• **Page excerpt**:
───

Key takeaway from the day: If my plane crash-lands on an island, I should not nominate myself as leader – even if I am the only survivor.
Great day. Spent entirely with Rebecca. We played video games, did some work, did laundry, I applied for a job (given the hiring frenzy in quarantined Copenhagen right now).
Top tip: Remember the good things in life. Remember those who love you. Remember your love for them. Let your love warm you.
Key takeaway: Maybe this isn’t going to be so hard after all.
Board game day! Very ‘hygge’ as the Danish like to say!
We started with Scrabble. My longest words were “KITBAGS”, “LAUGHING” and “FLOWERS”. Rebecca’s were “FREEDOM”, “HARDSHIP” and “KNIFES”. I tried to point out that the plural of knife is knives, but that put us dangerously close to our First Argument of Quarantine, and that isn’t scheduled for another week.
Top tip: Make sure to have lots of oranges, packed full of Vitamin C. They are great if you want to get rid of a cold … or if you are trying to keep one away!!
Key takeaway: In retrospect, some ambient background music would have been a nice addition to the four hours of stony silence during our Scrabble game.
I’ve noticed no obvious change in Rebecca’s behaviour towards me.
It’s funny, though, the things you notice in such … constant proximity. I just noticed Rebecca has a freckle on her ear. How did I not see that before haha! This is the woman I’m meant to be marrying! For goodness sakes. What a silly world!
Top tip: Fitness regimes are essential in quarantine! It produces mood-boosting endorphins! It’s also a great bonding activity between couples. We’ll be trying that tomorrow.
Key takeaway: When she asked me if I’d brushed my teeth, was she just asking in general or did my breath smell?
Our first workout of quarantine!
Rebecca got up a YouTube workout video and then provided a fairly constant stream of motivational quotes throughout. At first I thought they were for my benefit, but after hearing “Rebecca, once you get a six-pack, you get an upgrade”, I wasn’t quite so sure.
I tried to bring it up during the hour-long post-workout heart-to-heart I had scheduled, but she didn’t seem to hear my questions.
Top tip: Commenting on the impressive backside of the YouTube fitness instructor is potentially one of the not good things to do in quarantine.
Key takeaway: I woke up in the middle of the night and thought a stranger was breathing next to me. I turned my phone light on and remembered I live with Rebecca. What does this mean?
Our first fight of quarantine … 🙁
It wasn’t a big one. As always, they feel so important at the time, but in retrospect they seem so silly.

───

• **Material provided**:
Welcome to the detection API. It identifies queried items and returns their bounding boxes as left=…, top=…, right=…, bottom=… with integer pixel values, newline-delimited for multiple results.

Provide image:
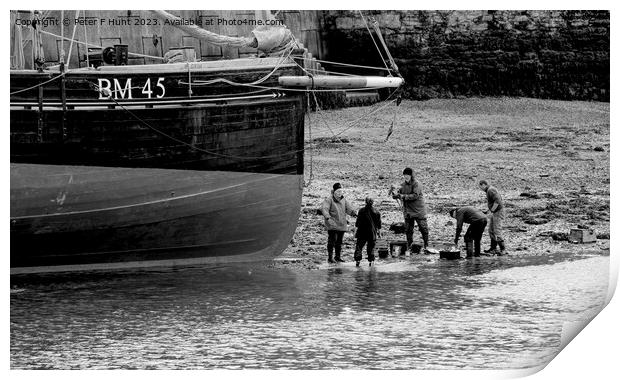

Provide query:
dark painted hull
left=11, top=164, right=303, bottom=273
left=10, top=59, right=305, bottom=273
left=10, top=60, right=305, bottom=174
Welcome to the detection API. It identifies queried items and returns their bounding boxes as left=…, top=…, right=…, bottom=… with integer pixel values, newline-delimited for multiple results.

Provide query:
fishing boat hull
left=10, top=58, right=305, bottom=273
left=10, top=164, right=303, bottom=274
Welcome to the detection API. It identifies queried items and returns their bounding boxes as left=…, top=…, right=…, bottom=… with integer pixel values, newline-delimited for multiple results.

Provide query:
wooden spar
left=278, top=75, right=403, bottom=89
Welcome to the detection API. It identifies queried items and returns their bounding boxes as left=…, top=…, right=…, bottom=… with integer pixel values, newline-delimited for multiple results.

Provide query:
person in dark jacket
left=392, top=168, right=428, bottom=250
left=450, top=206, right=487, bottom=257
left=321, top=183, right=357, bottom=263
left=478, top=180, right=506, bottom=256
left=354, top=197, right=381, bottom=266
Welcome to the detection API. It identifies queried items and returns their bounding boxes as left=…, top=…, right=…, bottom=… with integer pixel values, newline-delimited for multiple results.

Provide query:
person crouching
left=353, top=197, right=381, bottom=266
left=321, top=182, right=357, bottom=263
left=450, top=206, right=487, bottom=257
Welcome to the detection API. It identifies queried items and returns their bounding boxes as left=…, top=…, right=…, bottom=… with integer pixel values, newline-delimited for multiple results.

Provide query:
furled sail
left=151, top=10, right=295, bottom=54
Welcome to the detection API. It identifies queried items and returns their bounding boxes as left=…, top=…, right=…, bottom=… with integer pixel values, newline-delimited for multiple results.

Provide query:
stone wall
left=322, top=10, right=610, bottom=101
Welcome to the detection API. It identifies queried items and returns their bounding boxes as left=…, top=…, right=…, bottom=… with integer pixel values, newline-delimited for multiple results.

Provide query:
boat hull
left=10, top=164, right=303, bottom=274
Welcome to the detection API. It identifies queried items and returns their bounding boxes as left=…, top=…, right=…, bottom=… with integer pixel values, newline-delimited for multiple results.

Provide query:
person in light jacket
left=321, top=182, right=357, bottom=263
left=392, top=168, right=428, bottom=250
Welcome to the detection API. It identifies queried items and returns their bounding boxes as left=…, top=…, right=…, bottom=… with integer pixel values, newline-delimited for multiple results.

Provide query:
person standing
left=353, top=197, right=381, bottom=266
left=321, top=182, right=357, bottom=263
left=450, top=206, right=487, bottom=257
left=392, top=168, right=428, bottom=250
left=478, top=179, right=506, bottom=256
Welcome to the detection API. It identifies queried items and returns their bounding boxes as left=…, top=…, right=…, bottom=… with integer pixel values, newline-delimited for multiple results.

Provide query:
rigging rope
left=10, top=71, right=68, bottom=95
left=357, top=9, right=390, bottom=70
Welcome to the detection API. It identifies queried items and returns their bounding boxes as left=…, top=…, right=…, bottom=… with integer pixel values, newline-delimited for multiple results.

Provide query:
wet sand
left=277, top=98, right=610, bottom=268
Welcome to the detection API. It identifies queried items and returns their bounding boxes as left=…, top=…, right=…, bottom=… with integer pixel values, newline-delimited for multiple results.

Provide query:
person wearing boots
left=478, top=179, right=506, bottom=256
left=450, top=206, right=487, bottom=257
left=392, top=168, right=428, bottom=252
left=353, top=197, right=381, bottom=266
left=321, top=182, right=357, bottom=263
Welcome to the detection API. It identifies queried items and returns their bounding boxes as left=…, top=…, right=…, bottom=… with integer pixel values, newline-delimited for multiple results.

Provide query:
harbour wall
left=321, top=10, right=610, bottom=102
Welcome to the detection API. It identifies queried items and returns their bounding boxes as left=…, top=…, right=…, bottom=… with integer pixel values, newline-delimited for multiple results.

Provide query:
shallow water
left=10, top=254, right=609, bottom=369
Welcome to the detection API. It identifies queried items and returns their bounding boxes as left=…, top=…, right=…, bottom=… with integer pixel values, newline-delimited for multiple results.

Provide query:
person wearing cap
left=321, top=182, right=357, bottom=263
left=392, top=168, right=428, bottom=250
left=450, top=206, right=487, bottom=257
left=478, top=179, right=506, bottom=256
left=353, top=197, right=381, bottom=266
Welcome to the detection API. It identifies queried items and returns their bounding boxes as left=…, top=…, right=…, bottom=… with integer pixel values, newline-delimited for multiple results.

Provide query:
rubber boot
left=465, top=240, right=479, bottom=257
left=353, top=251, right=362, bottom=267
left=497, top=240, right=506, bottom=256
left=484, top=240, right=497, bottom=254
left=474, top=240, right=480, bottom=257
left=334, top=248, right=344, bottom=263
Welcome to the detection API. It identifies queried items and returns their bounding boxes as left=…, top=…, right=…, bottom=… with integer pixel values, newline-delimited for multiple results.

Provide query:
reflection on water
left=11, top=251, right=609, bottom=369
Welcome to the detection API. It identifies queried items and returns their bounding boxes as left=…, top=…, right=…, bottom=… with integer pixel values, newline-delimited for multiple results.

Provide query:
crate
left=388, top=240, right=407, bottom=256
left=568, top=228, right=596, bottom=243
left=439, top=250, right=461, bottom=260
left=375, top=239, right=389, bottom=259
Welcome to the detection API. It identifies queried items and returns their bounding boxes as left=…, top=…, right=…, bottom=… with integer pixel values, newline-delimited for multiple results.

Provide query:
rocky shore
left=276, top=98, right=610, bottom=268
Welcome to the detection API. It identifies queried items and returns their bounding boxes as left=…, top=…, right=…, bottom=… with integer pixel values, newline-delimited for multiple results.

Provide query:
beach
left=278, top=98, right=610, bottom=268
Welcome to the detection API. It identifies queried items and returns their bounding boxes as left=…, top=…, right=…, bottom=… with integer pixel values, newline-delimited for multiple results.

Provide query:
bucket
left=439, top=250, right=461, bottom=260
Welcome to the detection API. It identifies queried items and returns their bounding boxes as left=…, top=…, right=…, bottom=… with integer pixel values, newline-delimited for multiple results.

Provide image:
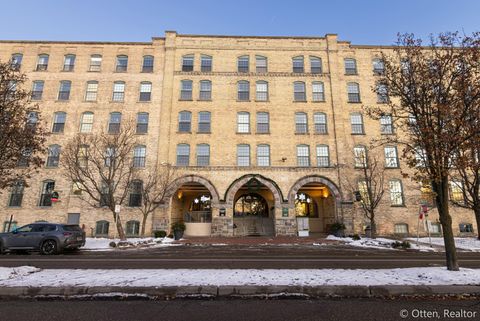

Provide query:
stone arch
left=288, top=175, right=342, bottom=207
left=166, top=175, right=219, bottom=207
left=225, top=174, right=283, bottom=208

───

• **Check your understanding**:
• A. In the quarantine diary, what were Rebecca's longest Scrabble words?
• B. Does each statement below agree with the quarantine diary? Answer yes or no for each, quoting the words that decide it.
(i) "LAUGHING" was one of the narrator's longest Scrabble words.
(ii) The first workout followed a YouTube video.
(iii) The post-workout heart-to-heart was scheduled to last two hours.
• C. Write the next part of the quarantine diary, starting after its final sentence.

• **Per-task answers**:
• A. "FREEDOM", "HARDSHIP" and "KNIFES".

• B.
(i) Yes: "My longest words were “KITBAGS”, “LAUGHING” and “FLOWERS”."
(ii) Yes: "Rebecca got up a YouTube workout video"
(iii) No: "the hour-long post-workout heart-to-heart I had scheduled"

• C.
It all started with a lively discussion over the lyrics to The Kooks’ 2005 hit ‘Naïve’.
I was convinced the lyric “I’m not fond of asking” was actually “I’m not from Alaska”, but after Freckle pointed out my mistake, we had a bit of a row about it, as well as touching on a couple of other, irrelevant points (who does most of the work around the flat, who is the most emotionally manipulative, whose fault is it that our sex life is so bad, who overshares details of our relationship on public forums).
Top tip: Praying together can be a really great way for couples to bond at the end of a long day (so I keep telling her).
Key takeaway: In some countries, it would be above-average size, and in others its less-than. But ultimately, there’s nothing I can do about it.
I spent some time online today and found out that the freckle was likely to have been there from before I knew Rebecca. Which is odd because it is basically the only thing I notice when I look at her now, from any angle. It’s actually on the back of her ear, but when I am facing her, I can feel its presence stronger than ever before. It’s almost like it makes her whole ear glow, glow glow glow and pulsate. Very weird.
For dinner, we made toasted macadamia nuts with an entrée of canned button mushrooms. She seemed distant.
Top tip: Freckles can be easily ignored by the simple trick of closing your eyes, putting your fingers in your ears and humming loudly from the bottom of your diaphragm.
Key takeaway: ‘Freckle’ (the word, not the person!) comes from the Old Norse word freknur. According to Wikipedia, in Australia it can also either mean a small flattened mound of chocolate covered in sprinkles, or the human anus.